» RECORDS PROVIDED

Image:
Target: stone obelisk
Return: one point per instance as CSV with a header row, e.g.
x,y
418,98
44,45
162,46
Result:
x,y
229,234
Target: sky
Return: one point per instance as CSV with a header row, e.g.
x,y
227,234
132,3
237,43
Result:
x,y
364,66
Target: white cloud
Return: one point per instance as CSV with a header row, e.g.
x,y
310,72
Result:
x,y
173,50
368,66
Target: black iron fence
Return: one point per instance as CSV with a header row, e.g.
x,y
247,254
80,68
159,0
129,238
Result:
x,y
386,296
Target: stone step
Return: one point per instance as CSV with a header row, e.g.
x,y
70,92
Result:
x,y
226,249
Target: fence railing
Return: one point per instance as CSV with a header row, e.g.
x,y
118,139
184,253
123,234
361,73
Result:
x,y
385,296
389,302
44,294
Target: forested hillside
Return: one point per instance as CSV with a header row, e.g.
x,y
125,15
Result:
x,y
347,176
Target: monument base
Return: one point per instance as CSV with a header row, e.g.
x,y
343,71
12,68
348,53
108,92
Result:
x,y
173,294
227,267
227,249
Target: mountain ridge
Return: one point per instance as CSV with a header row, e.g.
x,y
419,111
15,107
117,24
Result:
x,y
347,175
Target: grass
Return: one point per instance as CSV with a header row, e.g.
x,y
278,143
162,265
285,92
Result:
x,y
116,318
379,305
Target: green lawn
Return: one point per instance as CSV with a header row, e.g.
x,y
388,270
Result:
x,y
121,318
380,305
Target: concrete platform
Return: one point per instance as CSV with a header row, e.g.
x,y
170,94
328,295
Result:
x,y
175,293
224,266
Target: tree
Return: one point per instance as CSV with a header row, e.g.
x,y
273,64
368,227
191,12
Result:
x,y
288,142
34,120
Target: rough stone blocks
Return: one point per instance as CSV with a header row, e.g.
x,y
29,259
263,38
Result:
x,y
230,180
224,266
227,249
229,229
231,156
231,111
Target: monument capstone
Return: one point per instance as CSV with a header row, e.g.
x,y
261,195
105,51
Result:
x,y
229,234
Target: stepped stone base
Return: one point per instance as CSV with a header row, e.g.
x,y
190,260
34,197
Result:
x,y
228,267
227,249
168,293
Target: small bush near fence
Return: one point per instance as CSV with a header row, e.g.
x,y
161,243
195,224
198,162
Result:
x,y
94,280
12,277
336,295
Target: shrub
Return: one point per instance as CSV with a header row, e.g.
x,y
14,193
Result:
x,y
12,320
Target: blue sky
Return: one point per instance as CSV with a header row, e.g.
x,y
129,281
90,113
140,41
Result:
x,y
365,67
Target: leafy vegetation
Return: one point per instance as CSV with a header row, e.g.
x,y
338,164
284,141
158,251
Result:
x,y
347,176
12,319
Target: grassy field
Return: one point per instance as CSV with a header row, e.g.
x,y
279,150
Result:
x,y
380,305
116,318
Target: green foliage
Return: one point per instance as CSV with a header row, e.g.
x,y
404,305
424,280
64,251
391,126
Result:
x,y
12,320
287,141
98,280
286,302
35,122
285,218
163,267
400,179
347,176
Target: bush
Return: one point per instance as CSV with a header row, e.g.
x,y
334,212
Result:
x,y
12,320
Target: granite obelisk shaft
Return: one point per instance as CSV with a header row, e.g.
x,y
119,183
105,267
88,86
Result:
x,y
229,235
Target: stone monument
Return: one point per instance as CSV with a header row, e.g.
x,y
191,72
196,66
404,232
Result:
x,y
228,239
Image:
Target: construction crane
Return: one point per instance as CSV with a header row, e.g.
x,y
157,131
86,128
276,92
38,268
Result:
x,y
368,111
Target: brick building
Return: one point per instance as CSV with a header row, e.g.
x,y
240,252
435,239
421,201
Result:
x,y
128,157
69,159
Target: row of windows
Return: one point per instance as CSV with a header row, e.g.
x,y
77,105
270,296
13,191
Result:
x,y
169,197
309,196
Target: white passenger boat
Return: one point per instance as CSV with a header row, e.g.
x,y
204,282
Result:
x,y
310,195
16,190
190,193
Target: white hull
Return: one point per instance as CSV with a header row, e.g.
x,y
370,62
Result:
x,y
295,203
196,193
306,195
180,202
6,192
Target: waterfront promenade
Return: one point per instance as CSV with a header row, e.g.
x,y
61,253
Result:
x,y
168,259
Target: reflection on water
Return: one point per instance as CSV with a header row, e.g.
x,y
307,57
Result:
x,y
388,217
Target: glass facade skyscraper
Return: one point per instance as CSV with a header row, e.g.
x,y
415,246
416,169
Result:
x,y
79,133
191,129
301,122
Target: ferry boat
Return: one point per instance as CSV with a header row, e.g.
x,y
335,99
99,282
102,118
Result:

» TASK PROMPT
Take the lines above and print them exactly.

» CORRECT RESPONSE
Image:
Target: stone obelisk
Return: one point per instance as CSV with a header row, e.g.
x,y
418,98
44,45
162,46
Result:
x,y
229,234
Target: sky
Return: one point per instance as CSV with a header row, e.g.
x,y
227,234
132,3
237,43
Result:
x,y
364,66
Target: white cloud
Return: one point per instance as CSV with a header row, e.g.
x,y
310,72
Result:
x,y
173,50
368,66
Target: black iron fence
Return: one point per instance as CSV with a header row, e.g.
x,y
247,254
80,68
159,0
129,238
Result:
x,y
386,296
Target: stone step
Return: one point per instance as CSV with a header row, e.g.
x,y
70,92
Result:
x,y
226,249
Target: fence railing
Return: one point per instance as CSV with a header row, e.g.
x,y
118,139
184,253
123,234
361,73
Result:
x,y
385,296
389,302
44,294
Target: forested hillside
Return: one point per instance as CSV with a header row, e.g.
x,y
125,15
Result:
x,y
347,176
Target: monument base
Return: one point per instance as CSV with a header row, e.g.
x,y
343,71
12,68
348,53
108,92
Result:
x,y
173,294
227,267
227,249
Target: mountain ridge
Return: one point per instance as CSV with a header row, e.g.
x,y
419,111
15,107
117,24
Result:
x,y
347,175
Target: grass
Return: one point per instance as CSV with a header row, e.g.
x,y
278,143
162,265
285,92
Result:
x,y
116,318
379,305
Target: green lawn
Return: one point per instance as CSV with a header row, e.g.
x,y
388,270
Result:
x,y
121,318
380,305
Target: concrete platform
Return: one point per instance as CSV with a header row, e.g.
x,y
170,94
328,295
Result:
x,y
175,293
224,266
Target: tree
Return: one point per instance as CSV with a header row, e.g.
x,y
273,64
368,227
191,12
Result:
x,y
288,142
34,120
Target: rough stone blocks
Return: one point per instance as CSV with a header row, e.g.
x,y
29,259
263,38
Result:
x,y
230,180
224,266
227,249
229,229
231,156
231,111
Target: monument capstone
Return: one point per instance as CSV with a header row, e.g.
x,y
261,195
105,51
Result:
x,y
229,234
Target: stepped stone base
Return: one point per instance as CSV with a header row, e.g.
x,y
190,260
34,197
Result:
x,y
228,267
227,249
168,293
Target: small bush near fence
Return: one point per instance as CSV with a header row, e.g.
x,y
161,243
195,224
198,162
Result:
x,y
94,280
12,277
336,295
Target: shrub
Return: one point per instance as CSV with a header row, e.g.
x,y
14,193
Result:
x,y
12,320
Target: blue sky
Return: one point per instance as CSV with a header row, e.g.
x,y
129,281
90,113
140,41
Result:
x,y
365,67
Target: leafy vegetation
Return: one point per instance as CSV with a header row, e.g.
x,y
338,164
284,141
158,251
Result:
x,y
347,176
12,319
Target: grassy field
Return: one point per instance as CSV with a header row, e.g.
x,y
279,150
Result:
x,y
380,305
116,318
Target: green foliage
Return: one point per instance as CSV with a header row, e.g.
x,y
404,305
424,280
64,251
391,126
Result:
x,y
12,320
287,141
98,280
286,302
35,122
285,218
163,267
400,179
347,176
Target: bush
Return: one point per instance as CSV with a header row, e.g.
x,y
334,212
Result:
x,y
12,320
Target: granite obelisk shaft
Return: one point per instance as CSV with a header row, e.g.
x,y
119,183
105,267
88,86
Result:
x,y
229,235
Target: stone monument
Return: one point per instance as CSV with a header row, e.g.
x,y
191,72
196,66
404,232
Result:
x,y
228,239
Image:
Target: construction crane
Return: one point per instance as CSV with a header row, e.g.
x,y
157,131
86,128
276,92
38,268
Result:
x,y
368,111
Target: brick building
Return: one point per instance as CSV with a header row, e.g.
x,y
240,252
435,239
421,201
Result:
x,y
128,157
69,159
Target: row of windows
Return: one point per instance as CSV with a header row, e.g.
x,y
77,105
270,296
13,191
Result:
x,y
169,197
309,196
Target: white passenger boat
Return: one point per instance as CSV with a header row, e.g.
x,y
204,282
Result:
x,y
310,195
16,190
190,193
Target: white hull
Return: one point per instance as CSV with a header row, e.g.
x,y
370,62
Result:
x,y
295,203
196,193
306,195
180,202
6,192
Target: waterfront promenade
Return: one point per instance as CSV with a header row, e.g.
x,y
61,253
Result:
x,y
168,259
Target: reflection on water
Return: one point per instance as CSV with a header row, e.g.
x,y
307,57
Result:
x,y
388,217
Target: glass facade skyscraper
Return: one point per instance as CSV with a header row, e.g.
x,y
415,246
416,169
Result:
x,y
79,133
191,129
301,122
Target: ferry boat
Return: one point per instance as CSV with a header row, e.g.
x,y
335,99
99,282
102,118
Result:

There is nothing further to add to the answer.